> **RECORDS TO USE**:
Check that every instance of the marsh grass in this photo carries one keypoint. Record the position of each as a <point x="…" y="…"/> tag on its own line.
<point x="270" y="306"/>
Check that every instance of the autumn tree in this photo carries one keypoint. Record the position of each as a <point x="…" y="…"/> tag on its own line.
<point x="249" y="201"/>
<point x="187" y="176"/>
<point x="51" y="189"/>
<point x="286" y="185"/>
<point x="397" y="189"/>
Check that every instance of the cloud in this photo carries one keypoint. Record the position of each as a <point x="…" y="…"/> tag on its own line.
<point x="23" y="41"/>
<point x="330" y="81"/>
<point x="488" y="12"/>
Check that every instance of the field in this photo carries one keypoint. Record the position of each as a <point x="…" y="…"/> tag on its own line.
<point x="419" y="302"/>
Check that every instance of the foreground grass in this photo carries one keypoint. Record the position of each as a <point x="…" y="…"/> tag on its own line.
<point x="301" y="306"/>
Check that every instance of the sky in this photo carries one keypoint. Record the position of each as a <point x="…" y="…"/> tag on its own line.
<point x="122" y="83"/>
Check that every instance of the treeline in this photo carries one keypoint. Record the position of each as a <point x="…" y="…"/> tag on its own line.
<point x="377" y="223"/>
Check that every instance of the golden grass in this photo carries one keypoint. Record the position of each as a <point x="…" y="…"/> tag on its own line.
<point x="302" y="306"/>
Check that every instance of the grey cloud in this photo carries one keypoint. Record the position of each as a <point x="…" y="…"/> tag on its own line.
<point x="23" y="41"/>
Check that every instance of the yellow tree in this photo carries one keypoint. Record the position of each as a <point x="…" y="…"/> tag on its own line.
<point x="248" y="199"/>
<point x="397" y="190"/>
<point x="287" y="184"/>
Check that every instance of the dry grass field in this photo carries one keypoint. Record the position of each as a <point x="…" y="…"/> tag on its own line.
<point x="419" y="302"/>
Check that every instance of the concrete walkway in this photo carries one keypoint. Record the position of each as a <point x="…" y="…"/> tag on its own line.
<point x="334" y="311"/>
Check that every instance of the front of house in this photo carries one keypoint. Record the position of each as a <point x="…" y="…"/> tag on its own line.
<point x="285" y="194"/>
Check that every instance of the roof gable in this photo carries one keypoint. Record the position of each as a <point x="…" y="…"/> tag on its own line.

> **OBJECTIVE**: Transcribe, word for word, every line from the one containing "Check that every instance of the golden" through the final line of the entries, and nothing else.

> **ANSWER TO THE TASK**:
Check that every instance of the golden grass in this photo carries one keypoint. Record the position of each as a <point x="…" y="…"/> tag on its own line.
<point x="302" y="306"/>
Check that every instance of the grey cloud in this photo carries one keypoint. Record the position of each as a <point x="…" y="…"/> tag on its own line.
<point x="23" y="41"/>
Check that every instance of the yellow tree in this photo carries one keypoint. Record the position of each as a <point x="…" y="…"/> tag on its own line.
<point x="248" y="199"/>
<point x="397" y="190"/>
<point x="287" y="184"/>
Check that every instance of the dry grass field in this photo carries one keypoint. Record the position of each as a <point x="…" y="…"/> tag on its own line.
<point x="419" y="302"/>
Check that every instance of the concrete walkway in this photo carries one keypoint. Record the position of each as a <point x="…" y="…"/> tag on its own line.
<point x="334" y="311"/>
Check that every instance of the front of house in this photo carries one keypoint. Record the position of each as a <point x="…" y="…"/> tag on its own line.
<point x="285" y="194"/>
Check that every instance of the roof gable in this photo carries one keypoint. Record the position of each as a <point x="…" y="…"/> tag on its own line.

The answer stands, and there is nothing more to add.